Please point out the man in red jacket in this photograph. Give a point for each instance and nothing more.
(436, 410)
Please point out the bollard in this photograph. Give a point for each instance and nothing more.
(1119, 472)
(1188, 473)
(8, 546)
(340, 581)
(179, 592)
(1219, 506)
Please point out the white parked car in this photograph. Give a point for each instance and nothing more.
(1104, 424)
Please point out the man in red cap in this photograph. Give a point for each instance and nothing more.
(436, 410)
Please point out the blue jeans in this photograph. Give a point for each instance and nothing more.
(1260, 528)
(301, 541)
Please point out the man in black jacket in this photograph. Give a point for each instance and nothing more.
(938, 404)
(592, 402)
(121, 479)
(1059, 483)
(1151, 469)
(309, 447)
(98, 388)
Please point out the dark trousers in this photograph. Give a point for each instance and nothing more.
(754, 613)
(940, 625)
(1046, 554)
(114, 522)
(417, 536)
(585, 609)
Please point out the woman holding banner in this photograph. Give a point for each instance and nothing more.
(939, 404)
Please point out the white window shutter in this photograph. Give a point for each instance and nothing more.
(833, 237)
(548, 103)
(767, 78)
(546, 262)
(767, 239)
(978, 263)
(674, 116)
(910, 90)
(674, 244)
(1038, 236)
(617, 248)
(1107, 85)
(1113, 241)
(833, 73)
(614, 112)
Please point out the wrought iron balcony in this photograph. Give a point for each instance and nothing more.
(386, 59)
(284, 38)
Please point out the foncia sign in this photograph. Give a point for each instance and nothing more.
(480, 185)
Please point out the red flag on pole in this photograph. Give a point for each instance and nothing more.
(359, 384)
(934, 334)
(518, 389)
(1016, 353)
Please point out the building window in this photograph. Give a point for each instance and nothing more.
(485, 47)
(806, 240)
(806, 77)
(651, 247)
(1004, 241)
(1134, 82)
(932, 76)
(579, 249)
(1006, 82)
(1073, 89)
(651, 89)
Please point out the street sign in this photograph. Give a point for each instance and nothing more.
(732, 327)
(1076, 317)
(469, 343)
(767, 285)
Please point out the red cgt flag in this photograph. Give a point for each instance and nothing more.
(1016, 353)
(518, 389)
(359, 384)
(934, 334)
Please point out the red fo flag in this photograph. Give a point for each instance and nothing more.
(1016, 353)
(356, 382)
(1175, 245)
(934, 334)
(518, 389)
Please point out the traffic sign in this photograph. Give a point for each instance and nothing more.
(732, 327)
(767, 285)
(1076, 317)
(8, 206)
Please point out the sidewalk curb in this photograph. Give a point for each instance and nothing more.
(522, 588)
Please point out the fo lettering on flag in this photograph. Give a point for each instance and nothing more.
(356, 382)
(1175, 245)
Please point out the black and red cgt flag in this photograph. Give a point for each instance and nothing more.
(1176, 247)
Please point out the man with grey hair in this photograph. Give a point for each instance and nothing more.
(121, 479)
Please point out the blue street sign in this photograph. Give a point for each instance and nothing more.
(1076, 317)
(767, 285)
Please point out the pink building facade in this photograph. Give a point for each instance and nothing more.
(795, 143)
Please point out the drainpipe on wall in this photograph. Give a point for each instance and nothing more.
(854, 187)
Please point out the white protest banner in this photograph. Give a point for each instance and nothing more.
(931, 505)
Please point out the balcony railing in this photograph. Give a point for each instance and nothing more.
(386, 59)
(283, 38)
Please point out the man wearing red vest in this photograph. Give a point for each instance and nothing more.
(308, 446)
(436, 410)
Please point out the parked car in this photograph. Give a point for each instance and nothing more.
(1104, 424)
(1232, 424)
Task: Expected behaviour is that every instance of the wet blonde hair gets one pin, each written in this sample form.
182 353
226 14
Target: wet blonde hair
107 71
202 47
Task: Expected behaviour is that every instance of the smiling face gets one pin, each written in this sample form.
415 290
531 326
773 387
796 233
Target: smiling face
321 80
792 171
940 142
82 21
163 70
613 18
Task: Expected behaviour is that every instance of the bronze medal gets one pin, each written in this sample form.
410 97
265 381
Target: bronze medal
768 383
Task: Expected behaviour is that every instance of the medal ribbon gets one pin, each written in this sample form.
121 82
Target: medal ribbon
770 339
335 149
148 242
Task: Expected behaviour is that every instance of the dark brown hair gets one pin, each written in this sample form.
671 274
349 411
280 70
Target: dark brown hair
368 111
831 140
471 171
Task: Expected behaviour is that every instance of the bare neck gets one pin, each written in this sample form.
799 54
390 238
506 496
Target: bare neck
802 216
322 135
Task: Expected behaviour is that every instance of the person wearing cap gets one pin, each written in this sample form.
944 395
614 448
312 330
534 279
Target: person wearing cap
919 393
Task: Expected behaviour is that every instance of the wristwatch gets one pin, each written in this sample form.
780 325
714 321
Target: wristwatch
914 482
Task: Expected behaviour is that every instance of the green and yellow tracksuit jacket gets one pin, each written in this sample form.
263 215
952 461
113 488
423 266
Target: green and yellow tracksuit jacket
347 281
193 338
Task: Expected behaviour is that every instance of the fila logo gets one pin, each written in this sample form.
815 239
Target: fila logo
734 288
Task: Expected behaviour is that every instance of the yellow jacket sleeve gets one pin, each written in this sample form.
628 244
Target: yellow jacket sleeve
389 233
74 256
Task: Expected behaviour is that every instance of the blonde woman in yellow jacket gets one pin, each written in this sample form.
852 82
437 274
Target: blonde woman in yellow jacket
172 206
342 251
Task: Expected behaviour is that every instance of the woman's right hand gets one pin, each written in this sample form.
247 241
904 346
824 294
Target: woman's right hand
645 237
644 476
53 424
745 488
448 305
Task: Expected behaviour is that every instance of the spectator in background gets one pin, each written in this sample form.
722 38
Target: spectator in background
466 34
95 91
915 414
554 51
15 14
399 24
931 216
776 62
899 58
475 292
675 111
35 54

+ + + + +

To do: In full and word for word, output the entries.

Output for this task:
Please point out the man in red jacket in this photograph. Give a point for each instance and nothing more.
(436, 410)
Please point out the bollard in this photograph. Give a point for each instance and nothing more.
(1119, 472)
(1188, 473)
(8, 546)
(340, 581)
(179, 592)
(1219, 506)
Please point out the white parked car in this photograph. Give a point for each instance and nothing more.
(1104, 424)
Please point out the man in red cap in this photograph. Give a point for each instance and nothing more.
(436, 410)
Please point out the blue jeans in this photograph. Give a point for each instance and nothing more.
(1260, 528)
(301, 541)
Please point out the man in black jacket in this photograph. Give a point for each instance and nothing more.
(938, 404)
(592, 402)
(121, 479)
(1059, 483)
(1151, 469)
(309, 447)
(98, 388)
Please point out the dark trousers in this photograph. Give a point for each instance and nothing more.
(754, 613)
(940, 625)
(1046, 554)
(114, 522)
(417, 536)
(585, 609)
Please point out the woman holding banner in this photograph. Give a point for each instance and nothing more.
(939, 404)
Please point out the white window shutter in this photograph. Give a point for each instance and nothing more.
(833, 237)
(548, 103)
(767, 78)
(546, 262)
(767, 239)
(978, 263)
(674, 116)
(910, 90)
(674, 244)
(1038, 236)
(617, 248)
(1107, 85)
(1113, 241)
(833, 73)
(614, 112)
Please point out the wrought iron balcony in this photograph. Give a point for each instance and nothing more.
(386, 59)
(284, 38)
Please point out the foncia sign in this photograph. Give a point for each instance and nothing more.
(480, 185)
Please point out the red flag on pole in this photograph. Give a point for each instance and nothing more.
(359, 384)
(934, 334)
(518, 389)
(1016, 353)
Please point out the building window in this photograph. Give a point for each instance and nothing more.
(485, 47)
(806, 240)
(806, 77)
(651, 247)
(1004, 241)
(1134, 82)
(932, 76)
(579, 249)
(1006, 82)
(1073, 89)
(651, 89)
Please point out the street sign in this photograph. Give a point for each instance and nothing more.
(732, 327)
(1076, 317)
(469, 343)
(767, 285)
Please point out the red cgt flag in this photograph. Give a point for each instance and nothing more.
(1016, 353)
(518, 389)
(359, 384)
(934, 334)
Please point out the red fo flag in this photograph. Give a point for each instance and nothing more.
(1016, 353)
(356, 382)
(1175, 245)
(934, 334)
(518, 389)
Please point out the traffic sign in this photograph. Give a point for each instance and nothing more.
(732, 327)
(767, 285)
(1076, 317)
(8, 206)
Please point out the sidewalk curb in this photograph. Give a point for each instance and nothing more.
(522, 588)
Please point out the fo lettering on flag in this photograph. Give a point for each instance and nothing more.
(356, 382)
(1175, 245)
Please point out the black and red cgt flag in this photograph. Give a point for each instance and nothing more.
(1176, 247)
Please point out the man with grey hair in this photograph. Give a point for each instance and nothing more.
(121, 479)
Please point out the blue street sign in this photograph. Give a point for each instance and nothing more.
(1076, 317)
(767, 285)
Please point out the pink building facade in this photograph. Give a point for each instance and nothing more.
(795, 143)
Please point out the drainpipe on wall in this photograph. Give a point for each instance and nothing more.
(854, 187)
Please point out the white protest banner in this photograph. Give a point for each instance and nothing more.
(931, 505)
Please point out the balcony railing in this photograph. Give a point for each instance and nothing more.
(386, 59)
(283, 38)
Please point out the man wearing red vest in this photograph. Give a point for each instance and nothing more.
(308, 446)
(436, 410)
Please point out the parked car in this photograph. Give a point for each instance and nothing more.
(1104, 424)
(1232, 424)
Task: Expected behaviour is that every instance of the wet blonde hair gets one pin, each written in this sample form.
182 353
226 14
Target: wet blonde hair
107 71
202 47
Task: Expected behaviour is that every instance of the smiling face gets one pin, each written in this sample form.
415 290
531 326
773 387
796 233
Target: smiling face
321 80
792 171
940 142
82 21
163 70
613 18
Task: Expected behaviour is that every instance of the bronze medal gets one pin, each written in this sample form.
410 97
265 381
Target: bronze medal
768 383
Task: Expected behaviour is that every instance of the medal ribbon gets one pin, each written in this sample form.
121 82
Target: medal ribbon
770 339
335 149
148 242
Task: Expected behaviour is that every instance of the dark brown hair gets one pin, each written in this sample form.
671 274
349 411
280 70
Target: dark brown hair
368 111
831 140
471 171
Task: Expected behaviour is that every instance of the bare neck gets one pin, each written in this sample form.
799 54
390 238
506 496
Target: bare neck
802 216
322 135
Task: Expected behaviour is that every instance of the person wearing cap gets one pin, each written in this sample form.
944 395
614 448
312 330
534 279
Target: person wearing cap
919 393
Task: Expected behaviour is that every instance of the wristwatch gets one pin, each written in this sample form.
780 325
714 321
Target: wristwatch
914 482
Task: Expected behaviour is that every instance of the green and yellow tracksuit jacket gets one pin, each written in this sample form.
263 215
952 461
113 488
423 266
Target: green and yellow tracksuit jacket
347 281
193 338
Task: Expected behaviour is that every instance of the fila logo gets one pin, each written in this sample form.
815 239
Target: fila logo
734 288
Task: Expected behaviour is that every instance of the yellow jacket sleeve gets one pin, each written in this sample form.
628 244
Target: yellow jacket sleeve
389 233
74 256
Task: Expected behaviour is that every instance of the blonde woman in yellow jacket gets one pin, each written in this sample form.
852 82
437 274
Target: blonde woman in yellow jacket
172 206
342 251
Task: Expected behaviour is that every instance of the woman's right hand gets one pin, each written in this sample form.
247 241
904 346
824 294
Target: woman's right hand
645 237
644 476
53 424
745 488
448 305
Task: Expected behaviour is that every instance of the spectator in background gets one pin, each written in this sample form.
722 38
Target: spectator in background
466 34
95 91
915 414
554 51
15 14
399 24
931 216
776 62
899 58
475 292
675 111
35 54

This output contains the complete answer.